Teks Sumber:
####
RADAR JOGJA – Sementara itu Psikolog Universitas Gadjah Mada (UGM) Prof Koentjoro menyebut pembunuhan dengan cara memutilasi korbannya seperti yang dilakukan dalam kasus di Pakem, Sleman ini merupakan tidak kejahatan sadisme. Jika saat diinterogasi pelaku tidak menunjukkan ekspresi bersalah, ada indikasi yang mengarah ke gangguan kepribadian antisosial, psikopat.

“Kalau saya melihat dari video yang beredar, caranya pelaku menjawab saat dimintai keterangan dengan muka lantang, tidak gelo (tidak ada rasa kekecewaan, Red), menjawab semuanya dengan runtut ketika ditanya, itu mengacu ke psikologis arahnya bisa ke psikopat,” kata Koen.

Menurutnya, melihat ekspresi korban dari video pelaku viral itu menampakkan adanya ketidakpahaman akan penyesalan. Dan jika mengacu pada tidakan, pelaku ceroboh dan menjalankan aksinya tanpa perhitungan.

Pertama, terlilit hutang namun malah mengajak perempuan ke penginapan. Kenapa sasaran tersebut korban inisial AI, bukan lainnya. Lalu jika dilihat dari barang bukti pelaku, sudah ada bukti perencanaan pembunuhan. “Menurut saya juga karena kebodohan dan kebingungan pelaku. Sehingga menghentikan aksinya dengan meninggalkan korban di penginapan tersebut,” kata dia.
####
Cuplikan Data:

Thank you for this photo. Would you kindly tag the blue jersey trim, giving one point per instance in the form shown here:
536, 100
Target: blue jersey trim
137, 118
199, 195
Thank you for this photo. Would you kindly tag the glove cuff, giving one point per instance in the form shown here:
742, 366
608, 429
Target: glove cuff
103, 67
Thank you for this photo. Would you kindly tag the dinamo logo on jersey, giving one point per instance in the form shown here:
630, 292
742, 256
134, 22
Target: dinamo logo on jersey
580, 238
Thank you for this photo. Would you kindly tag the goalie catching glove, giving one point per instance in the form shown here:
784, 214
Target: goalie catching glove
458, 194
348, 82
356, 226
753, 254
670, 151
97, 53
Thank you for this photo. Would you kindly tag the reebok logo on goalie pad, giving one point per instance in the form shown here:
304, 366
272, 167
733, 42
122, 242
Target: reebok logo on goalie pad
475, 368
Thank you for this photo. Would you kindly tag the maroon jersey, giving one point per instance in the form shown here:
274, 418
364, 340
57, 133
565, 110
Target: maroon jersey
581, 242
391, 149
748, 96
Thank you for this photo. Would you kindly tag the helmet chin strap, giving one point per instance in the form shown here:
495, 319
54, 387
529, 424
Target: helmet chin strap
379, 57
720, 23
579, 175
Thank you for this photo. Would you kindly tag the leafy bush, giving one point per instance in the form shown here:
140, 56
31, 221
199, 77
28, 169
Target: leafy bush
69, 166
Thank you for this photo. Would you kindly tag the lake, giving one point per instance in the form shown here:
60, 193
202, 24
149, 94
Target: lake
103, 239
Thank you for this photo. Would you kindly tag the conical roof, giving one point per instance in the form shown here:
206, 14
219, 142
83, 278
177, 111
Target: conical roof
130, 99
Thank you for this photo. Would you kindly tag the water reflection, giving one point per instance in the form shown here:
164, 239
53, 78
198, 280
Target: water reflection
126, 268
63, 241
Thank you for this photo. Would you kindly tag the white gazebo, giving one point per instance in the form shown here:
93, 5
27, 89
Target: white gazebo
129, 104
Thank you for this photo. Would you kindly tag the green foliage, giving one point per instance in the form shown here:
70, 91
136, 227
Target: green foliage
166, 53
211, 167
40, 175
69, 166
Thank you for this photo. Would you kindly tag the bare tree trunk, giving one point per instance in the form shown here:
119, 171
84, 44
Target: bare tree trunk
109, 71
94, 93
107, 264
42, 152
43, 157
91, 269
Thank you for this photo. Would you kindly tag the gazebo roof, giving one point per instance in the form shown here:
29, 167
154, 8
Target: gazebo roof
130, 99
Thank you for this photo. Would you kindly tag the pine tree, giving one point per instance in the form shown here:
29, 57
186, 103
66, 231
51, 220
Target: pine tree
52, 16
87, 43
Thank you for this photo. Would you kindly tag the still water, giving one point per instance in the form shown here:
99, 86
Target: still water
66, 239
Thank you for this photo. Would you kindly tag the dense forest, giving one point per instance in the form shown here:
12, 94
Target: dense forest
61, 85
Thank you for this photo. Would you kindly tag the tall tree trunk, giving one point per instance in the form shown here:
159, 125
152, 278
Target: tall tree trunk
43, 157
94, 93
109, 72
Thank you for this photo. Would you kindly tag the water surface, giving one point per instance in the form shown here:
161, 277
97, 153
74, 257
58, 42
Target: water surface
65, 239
####
Kumpulan Latihan:
a) Salin bagian berita tentang kasus mutilasi di Pakem, mulai dari "Menurutnya, melihat ekspresi" dan berakhir pada "aksinya tanpa perhitungan.".
b) Lanjutkan berita tentang kasus mutilasi di Pakem mulai dari kalimat terakhir yang tertulis.
Entri-entri di atas tidak perlu dipakai.

Jawaban per Nomor:
a)
Menurutnya, melihat ekspresi korban dari video pelaku viral itu menampakkan adanya ketidakpahaman akan penyesalan. Dan jika mengacu pada tidakan, pelaku ceroboh dan menjalankan aksinya tanpa perhitungan.

b)
Pembunuhan terencana ini, kata dia, pelaku belum mempunyai pengalaman untuk membunuh seperti itu. “Sehingga kalau dia sadis mengalami gangguan psikologis gejalanya bisa tetapi atau perlu pemeriksaan lebih lanjut,” tambahnya.

Dikatakan, psikopat dapat disebabkan oleh kelainan hormonal. Hal ini bisa terjadi sewaktu-waktu. “Salah satu cirinya, psikopat tidak tahu dosa dan bersalah,” bebernya.

Sekadar diketahui, sebelum kabur dari mess kerjanya, pelaku sempat menuliskan surat penyesalan. Berisi, permintaan maaf dan menuliskan ungkapan perpisahan. Serta berjanji akan melunasi hutang. Menurutnya perbuatan yang dilakukannya karena gengsi dan sebuah kebohongan. (mel/din)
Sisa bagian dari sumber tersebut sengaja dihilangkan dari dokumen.